* Start Data rows *
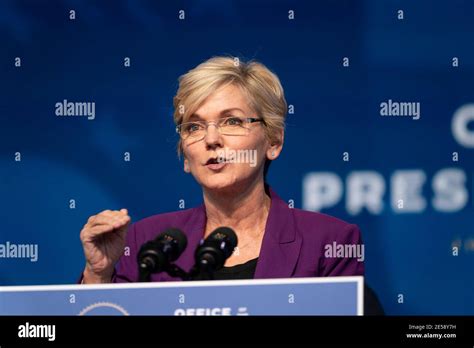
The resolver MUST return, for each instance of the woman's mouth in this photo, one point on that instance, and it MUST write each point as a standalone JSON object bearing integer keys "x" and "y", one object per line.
{"x": 215, "y": 164}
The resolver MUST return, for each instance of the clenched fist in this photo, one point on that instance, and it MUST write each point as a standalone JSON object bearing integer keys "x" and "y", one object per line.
{"x": 103, "y": 240}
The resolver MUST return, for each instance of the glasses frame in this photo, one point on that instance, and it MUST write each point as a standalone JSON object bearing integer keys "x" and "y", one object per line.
{"x": 206, "y": 124}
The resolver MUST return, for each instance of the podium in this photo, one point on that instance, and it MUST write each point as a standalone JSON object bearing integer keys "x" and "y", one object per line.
{"x": 289, "y": 296}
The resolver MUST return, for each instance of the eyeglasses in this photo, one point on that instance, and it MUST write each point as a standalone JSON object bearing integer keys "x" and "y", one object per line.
{"x": 232, "y": 125}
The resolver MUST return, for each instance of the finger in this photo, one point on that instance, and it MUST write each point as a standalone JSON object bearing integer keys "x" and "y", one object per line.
{"x": 115, "y": 221}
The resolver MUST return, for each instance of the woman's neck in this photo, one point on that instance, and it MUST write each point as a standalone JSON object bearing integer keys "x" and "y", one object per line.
{"x": 245, "y": 211}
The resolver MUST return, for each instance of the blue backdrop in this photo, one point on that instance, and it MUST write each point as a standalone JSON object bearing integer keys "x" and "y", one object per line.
{"x": 338, "y": 61}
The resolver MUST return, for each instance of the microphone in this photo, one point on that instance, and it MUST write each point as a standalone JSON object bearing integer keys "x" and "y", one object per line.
{"x": 212, "y": 252}
{"x": 156, "y": 255}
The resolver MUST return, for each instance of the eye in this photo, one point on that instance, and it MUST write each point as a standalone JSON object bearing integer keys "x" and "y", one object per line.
{"x": 233, "y": 121}
{"x": 191, "y": 127}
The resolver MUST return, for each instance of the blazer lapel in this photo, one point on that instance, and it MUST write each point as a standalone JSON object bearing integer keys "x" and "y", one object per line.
{"x": 280, "y": 246}
{"x": 281, "y": 243}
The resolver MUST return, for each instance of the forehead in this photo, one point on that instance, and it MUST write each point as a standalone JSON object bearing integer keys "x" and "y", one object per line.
{"x": 224, "y": 98}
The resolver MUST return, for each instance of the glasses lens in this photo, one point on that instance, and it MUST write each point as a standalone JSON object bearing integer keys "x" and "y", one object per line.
{"x": 233, "y": 126}
{"x": 192, "y": 130}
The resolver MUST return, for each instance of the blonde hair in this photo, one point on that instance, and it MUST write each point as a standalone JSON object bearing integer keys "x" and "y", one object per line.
{"x": 261, "y": 87}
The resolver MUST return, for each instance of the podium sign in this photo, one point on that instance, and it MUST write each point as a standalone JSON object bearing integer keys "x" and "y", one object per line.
{"x": 292, "y": 296}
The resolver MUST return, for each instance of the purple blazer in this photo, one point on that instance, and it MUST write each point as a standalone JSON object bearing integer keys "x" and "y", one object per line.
{"x": 293, "y": 244}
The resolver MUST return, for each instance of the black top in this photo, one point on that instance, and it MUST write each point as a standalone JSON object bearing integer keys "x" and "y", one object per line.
{"x": 246, "y": 270}
{"x": 242, "y": 271}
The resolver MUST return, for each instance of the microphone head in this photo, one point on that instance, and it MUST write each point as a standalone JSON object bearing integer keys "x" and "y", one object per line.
{"x": 216, "y": 248}
{"x": 176, "y": 238}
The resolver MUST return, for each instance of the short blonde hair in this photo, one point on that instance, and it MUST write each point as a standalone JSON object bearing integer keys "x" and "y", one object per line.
{"x": 261, "y": 86}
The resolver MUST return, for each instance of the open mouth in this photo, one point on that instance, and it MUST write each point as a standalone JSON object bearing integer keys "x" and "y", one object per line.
{"x": 216, "y": 163}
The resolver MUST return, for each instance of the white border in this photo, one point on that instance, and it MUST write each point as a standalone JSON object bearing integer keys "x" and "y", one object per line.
{"x": 185, "y": 284}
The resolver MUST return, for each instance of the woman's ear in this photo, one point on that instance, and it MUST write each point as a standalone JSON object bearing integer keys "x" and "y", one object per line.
{"x": 186, "y": 166}
{"x": 275, "y": 149}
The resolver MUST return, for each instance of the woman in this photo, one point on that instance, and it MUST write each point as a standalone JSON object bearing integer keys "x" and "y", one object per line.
{"x": 225, "y": 108}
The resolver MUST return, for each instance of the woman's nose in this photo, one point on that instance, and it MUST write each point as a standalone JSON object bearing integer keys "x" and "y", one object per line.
{"x": 213, "y": 136}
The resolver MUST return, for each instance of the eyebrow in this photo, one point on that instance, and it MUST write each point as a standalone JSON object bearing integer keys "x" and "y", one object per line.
{"x": 223, "y": 112}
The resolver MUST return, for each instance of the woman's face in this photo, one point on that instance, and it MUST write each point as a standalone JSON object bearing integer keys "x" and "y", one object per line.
{"x": 245, "y": 154}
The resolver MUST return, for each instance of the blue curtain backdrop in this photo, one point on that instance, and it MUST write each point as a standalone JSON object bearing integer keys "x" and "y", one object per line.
{"x": 57, "y": 171}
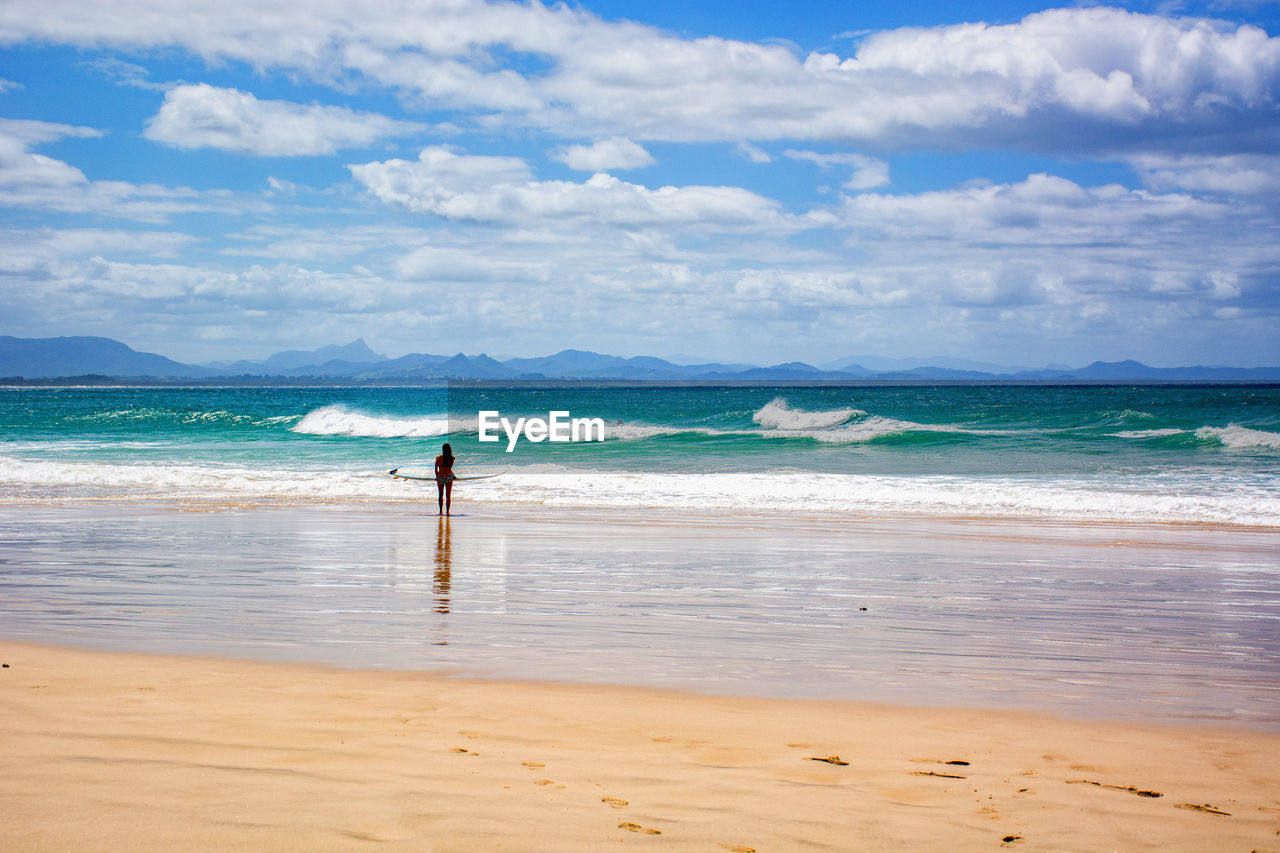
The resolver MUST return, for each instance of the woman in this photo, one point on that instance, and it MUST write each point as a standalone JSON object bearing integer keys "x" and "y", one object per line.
{"x": 444, "y": 478}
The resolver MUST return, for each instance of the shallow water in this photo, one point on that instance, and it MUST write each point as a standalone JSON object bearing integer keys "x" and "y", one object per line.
{"x": 1178, "y": 623}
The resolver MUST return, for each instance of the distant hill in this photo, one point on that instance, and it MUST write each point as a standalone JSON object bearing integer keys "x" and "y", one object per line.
{"x": 49, "y": 357}
{"x": 35, "y": 359}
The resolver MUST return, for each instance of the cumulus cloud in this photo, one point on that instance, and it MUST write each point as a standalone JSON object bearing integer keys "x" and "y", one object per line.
{"x": 867, "y": 173}
{"x": 1087, "y": 78}
{"x": 204, "y": 115}
{"x": 606, "y": 155}
{"x": 501, "y": 190}
{"x": 1246, "y": 174}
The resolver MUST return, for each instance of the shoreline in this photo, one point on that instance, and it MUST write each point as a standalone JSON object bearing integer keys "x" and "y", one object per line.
{"x": 1056, "y": 617}
{"x": 109, "y": 751}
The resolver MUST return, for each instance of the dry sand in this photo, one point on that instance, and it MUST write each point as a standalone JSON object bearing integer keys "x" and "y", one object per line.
{"x": 109, "y": 752}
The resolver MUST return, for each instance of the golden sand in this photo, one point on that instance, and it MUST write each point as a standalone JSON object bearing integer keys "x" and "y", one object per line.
{"x": 126, "y": 752}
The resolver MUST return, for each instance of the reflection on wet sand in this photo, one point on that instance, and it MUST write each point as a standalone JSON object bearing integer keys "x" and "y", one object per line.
{"x": 443, "y": 565}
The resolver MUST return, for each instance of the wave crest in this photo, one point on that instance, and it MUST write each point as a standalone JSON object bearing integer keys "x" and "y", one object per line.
{"x": 777, "y": 415}
{"x": 339, "y": 420}
{"x": 1234, "y": 436}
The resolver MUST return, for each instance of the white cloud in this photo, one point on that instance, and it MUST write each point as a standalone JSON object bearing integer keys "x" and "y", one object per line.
{"x": 1114, "y": 80}
{"x": 1244, "y": 174}
{"x": 204, "y": 115}
{"x": 606, "y": 155}
{"x": 867, "y": 173}
{"x": 501, "y": 190}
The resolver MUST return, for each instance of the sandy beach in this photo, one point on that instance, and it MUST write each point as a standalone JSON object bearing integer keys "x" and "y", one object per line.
{"x": 557, "y": 680}
{"x": 105, "y": 752}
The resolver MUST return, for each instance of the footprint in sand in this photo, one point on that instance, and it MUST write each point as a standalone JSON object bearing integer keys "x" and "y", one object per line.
{"x": 1130, "y": 789}
{"x": 636, "y": 828}
{"x": 1206, "y": 808}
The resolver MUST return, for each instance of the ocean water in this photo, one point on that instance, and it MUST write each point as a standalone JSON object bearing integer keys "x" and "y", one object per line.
* End Data rows *
* [Exercise] Each line from the one containing "The resolver MUST return, for each instance of the reflection" to the end of the records should be echoed exactly, and no other line.

* [Response]
The resolver MUST return, for each instance of the reflection on wet sand in this photo, one point on that instance, and it MUST write each point as a standalone JSON object bearing integer keys "x" and "y", one object per line.
{"x": 443, "y": 565}
The resolver MUST return, for each instance of the wave crest in this photo, one point on that instance, and it MUST write each point as a standalone JSON object bearing integer keys "x" and "y", one object per line.
{"x": 777, "y": 415}
{"x": 339, "y": 420}
{"x": 1234, "y": 436}
The resolver MUST return, for each instance of the white cloud in this photo, one point on that instance, and it MUST write each point as a standalone JSON object bearing integer keys "x" and "y", one object per line.
{"x": 1114, "y": 80}
{"x": 1244, "y": 174}
{"x": 204, "y": 115}
{"x": 606, "y": 155}
{"x": 867, "y": 173}
{"x": 501, "y": 190}
The resolver MUST return, for each instance of the sandy beach in this photo, one point on that instance, and it MUST write each point as a standalone JSON object bearing integer keys "x" and "y", one object per line.
{"x": 557, "y": 680}
{"x": 105, "y": 752}
The resolver MUST return, for each instance of the footprint in sand in this photo, one point on that instance, and it MUST write each point as a standalone JSON object bearing integer keys "x" and "y", one object per line.
{"x": 1130, "y": 789}
{"x": 636, "y": 828}
{"x": 1206, "y": 808}
The resolver MUST return, for each instance of the ocean water in this photo, one point on that instance, and it MUST write each point as a standalone JSON object bearing integer keys "x" and "y", one object per line.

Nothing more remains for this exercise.